* **INSTRUCTION**:
Return every record exactly as written.

----- SUPPLIED MATERIAL

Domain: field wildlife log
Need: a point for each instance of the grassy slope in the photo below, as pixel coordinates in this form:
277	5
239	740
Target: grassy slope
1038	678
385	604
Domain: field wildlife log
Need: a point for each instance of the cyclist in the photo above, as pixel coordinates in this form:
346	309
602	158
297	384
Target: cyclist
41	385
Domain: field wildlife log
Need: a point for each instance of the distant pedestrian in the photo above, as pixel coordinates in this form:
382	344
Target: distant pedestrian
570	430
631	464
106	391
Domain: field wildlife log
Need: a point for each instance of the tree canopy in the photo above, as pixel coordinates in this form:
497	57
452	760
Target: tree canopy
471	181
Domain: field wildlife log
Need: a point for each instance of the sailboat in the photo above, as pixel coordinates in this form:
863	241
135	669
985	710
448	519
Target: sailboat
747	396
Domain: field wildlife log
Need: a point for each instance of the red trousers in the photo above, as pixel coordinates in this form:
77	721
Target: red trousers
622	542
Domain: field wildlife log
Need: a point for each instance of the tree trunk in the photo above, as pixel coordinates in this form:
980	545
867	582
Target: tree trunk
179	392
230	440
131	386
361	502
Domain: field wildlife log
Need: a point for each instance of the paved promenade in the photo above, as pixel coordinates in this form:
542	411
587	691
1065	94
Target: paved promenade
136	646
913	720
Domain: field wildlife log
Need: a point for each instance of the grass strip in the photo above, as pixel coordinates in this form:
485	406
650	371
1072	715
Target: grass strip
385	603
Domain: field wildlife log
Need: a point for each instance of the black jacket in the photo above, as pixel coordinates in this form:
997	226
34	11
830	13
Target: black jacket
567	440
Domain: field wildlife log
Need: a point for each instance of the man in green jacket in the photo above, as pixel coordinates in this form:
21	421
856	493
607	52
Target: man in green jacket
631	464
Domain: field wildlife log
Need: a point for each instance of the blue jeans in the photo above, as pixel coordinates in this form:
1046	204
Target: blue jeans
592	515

----------

* **THE RESPONSE**:
Domain: field wildlife log
Need: a point for each instance of the grassy slope in the photo below, as pixel coordinates in this form:
277	5
239	740
Target: grassy slope
1038	678
385	604
Domain: field wildlife log
Need: a point for each instance of the cyclist in the photo above, as pixel coordinates in this form:
346	309
602	158
297	384
Target: cyclist
41	385
Domain: field wildlife log
Need: a point for each instance of the distant pedestrian in the photo above, as pixel coordinates in this form:
382	344
Target: distant pedestrian
570	430
631	464
106	391
Domain: field wildlife log
Need: a point for each instance of the tree canopy in the photo above, as pixel coordinates in this form:
497	57
452	760
Target: tree canopy
471	181
Domain: field wildlife log
Need: a point for each instance of the sailboat in the photo above, as pixel coordinates in this form:
863	241
135	669
985	710
448	519
Target: sailboat
747	396
Domain: field wildlife log
Need: a point for each instance of the red trousers in the photo above, as pixel coordinates in this form:
77	721
Target: red trousers
622	542
Domain: field wildlife log
Need: a point for each instance of the tree trunk in the photo above, as pixel coordinates in this form:
980	545
867	582
Target: tree trunk
179	392
230	440
131	386
361	502
Domain: field wildlife log
Need: a point for each instance of the paved promenade in the photo above, as pixel coordinates in this form:
542	411
587	691
1065	94
Target: paved promenade
136	646
913	720
Domain: field wildlife log
Need: a point for each instance of the grass strip in the photo above, as pixel coordinates in this form:
485	406
650	371
1072	715
Target: grass strip
385	603
Domain: field wildlife log
Need: a point for each instance of the black jacket in the photo above, as pixel coordinates in this form:
997	226
34	11
830	13
Target: black jacket
567	440
Domain: field wildlife log
Need: a point for each instance of the man in green jacket in the photo above, as pixel coordinates in this form:
21	421
856	493
607	52
Target: man in green jacket
631	464
Domain: field wildlife log
Need: a point for each instance of the blue jeans in the photo above, as pixel coordinates in this form:
1046	204
Target: blue jeans
592	515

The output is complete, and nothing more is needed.